Just a Little Apocalyptic Prognostication on a Tuesday Morning

Some original Luddites in an 1812 engraving.  They're trashing a mechanical loom because it took their jobs.

Some original Luddites in an 1812 engraving. They’re trashing a mechanical loom because it and similar industrial machines replaced human workers.

I often get inspiration for these articles from current events.  In light of the Harvard email-snooping flap, I had originally thought about writing on digital privacy, except that a news item on the Chronicle’s website caught my eye this morning and got me to thinking about the apocalypse.  Well, not the literal apocalypse–just an educational one.  Maybe “epochal change” or “paradigm shift” would be better terms. But gosh darn it, what good is being a blogger if I can’t use hyperbole?

MOOCs: Temptingly Affordable and Accessible

We’ve written a lot about e-learning and MOOCs and the like here (maybe to excess), and I’m sure many of our readers notice stories like the California legislature’s move to steer students in the state’s college and university systems to MOOCs as a workaround for class availability problems.  Massive open online courses get touted mainly for just that kind of reason: accessibility.  They are cheap, even free, to attend, and their asynchronous nature can make them convenient for nontraditional students, particularly those who work and/or have families to care for.

For those who have to work to support themselves and their families, “affordable and flexible” are mighty attractive options–especially in the current climate where, as W&M’s own Bob Archibald and David Feldman write, cost disease is driving up the sticker price of higher education at a faster rate than normal background inflation. The item I noticed this morning was this: Student Aid Can Be Awarded for ‘Competencies,’ Not Just Credit Hours, U.S. Says.

A New Digital Divide?
============
- **Required action 1**: Return everything in the blog post on MOOCs from "Just a Little" down to "took their jobs.".
- **Required action 2**: According to the blog post on MOOCs, what do Bob Archibald and David Feldman write is driving up the sticker price of higher education?
- **Required action 3**: Please write what comes next in the blog post on MOOCs, starting after its final heading.

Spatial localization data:
============
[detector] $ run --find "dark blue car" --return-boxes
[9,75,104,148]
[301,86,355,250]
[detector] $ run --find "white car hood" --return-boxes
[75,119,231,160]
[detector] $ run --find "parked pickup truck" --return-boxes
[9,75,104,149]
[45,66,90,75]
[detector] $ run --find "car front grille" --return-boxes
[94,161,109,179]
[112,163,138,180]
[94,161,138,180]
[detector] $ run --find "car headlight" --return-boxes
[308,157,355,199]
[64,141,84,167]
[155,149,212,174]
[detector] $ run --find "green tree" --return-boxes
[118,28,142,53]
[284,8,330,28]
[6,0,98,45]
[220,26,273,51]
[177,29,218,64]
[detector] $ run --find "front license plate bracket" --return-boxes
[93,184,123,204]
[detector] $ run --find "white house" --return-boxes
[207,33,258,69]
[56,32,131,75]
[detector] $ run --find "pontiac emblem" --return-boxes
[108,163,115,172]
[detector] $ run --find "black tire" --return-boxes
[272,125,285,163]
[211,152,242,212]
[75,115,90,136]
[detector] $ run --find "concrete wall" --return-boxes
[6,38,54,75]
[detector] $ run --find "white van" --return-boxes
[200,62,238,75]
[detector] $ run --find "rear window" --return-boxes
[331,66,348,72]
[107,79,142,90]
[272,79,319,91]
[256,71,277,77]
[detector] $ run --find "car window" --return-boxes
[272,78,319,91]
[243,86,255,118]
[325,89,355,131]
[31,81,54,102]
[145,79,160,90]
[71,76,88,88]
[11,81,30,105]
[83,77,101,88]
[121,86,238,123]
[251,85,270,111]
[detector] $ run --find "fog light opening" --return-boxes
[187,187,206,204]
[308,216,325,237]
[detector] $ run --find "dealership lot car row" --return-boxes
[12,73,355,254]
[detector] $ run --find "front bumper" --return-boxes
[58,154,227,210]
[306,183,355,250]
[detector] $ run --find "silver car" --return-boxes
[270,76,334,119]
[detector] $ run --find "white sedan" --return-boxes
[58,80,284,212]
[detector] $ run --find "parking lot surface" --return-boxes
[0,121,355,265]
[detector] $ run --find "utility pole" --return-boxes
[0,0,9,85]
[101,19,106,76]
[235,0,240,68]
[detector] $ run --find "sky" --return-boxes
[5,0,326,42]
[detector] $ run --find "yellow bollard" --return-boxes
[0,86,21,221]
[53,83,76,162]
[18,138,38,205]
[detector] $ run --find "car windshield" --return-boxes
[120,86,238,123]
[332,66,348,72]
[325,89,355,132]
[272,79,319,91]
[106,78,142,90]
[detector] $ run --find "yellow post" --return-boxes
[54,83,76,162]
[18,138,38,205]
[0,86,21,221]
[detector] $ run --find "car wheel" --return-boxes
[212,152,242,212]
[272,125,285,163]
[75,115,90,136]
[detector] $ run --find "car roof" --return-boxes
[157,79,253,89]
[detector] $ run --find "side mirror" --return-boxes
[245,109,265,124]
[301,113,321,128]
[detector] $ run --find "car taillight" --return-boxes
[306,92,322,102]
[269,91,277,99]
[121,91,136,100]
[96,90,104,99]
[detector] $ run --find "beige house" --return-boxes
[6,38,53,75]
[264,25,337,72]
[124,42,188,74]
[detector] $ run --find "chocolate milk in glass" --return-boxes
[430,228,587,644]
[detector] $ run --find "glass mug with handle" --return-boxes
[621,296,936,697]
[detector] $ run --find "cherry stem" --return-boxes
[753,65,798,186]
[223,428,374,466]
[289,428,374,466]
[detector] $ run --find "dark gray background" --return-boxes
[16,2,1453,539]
============
- **Exercise response 1**:
Just a Little Apocalyptic Prognostication on a Tuesday Morning

Some original Luddites in an 1812 engraving.  They're trashing a mechanical loom because it took their jobs.

- **Exercise response 2**: Cost disease.

- **Exercise response 3**:
Competency-based education is in many ways the antithesis to the seat-time-based notion of the credit hour, and is a core tenet of e-learning, since accomplishment must by necessity be based on mastery, not time of exposure to learning experiences.   This opens the door to federal student aid being allocated to schools, and therefore students, who partake of purely online experiences.  Where, you ask, is the doom in that?

I’m not saying it’s probable, but it is certainly possible, that shifts in higher education toward online learning could lead to a new “Digital Divide,” where the great masses of students are expected to self-administer their own digital education while only the affluent or otherwise privileged are afforded the opportunity for the traditional, residential college experience. In this scenario, if purely online education becomes the norm, competition for traditional students might become quite fierce. How many institutions would survive? The top 50? The top 100?

How Might Graduate Students Be Affected?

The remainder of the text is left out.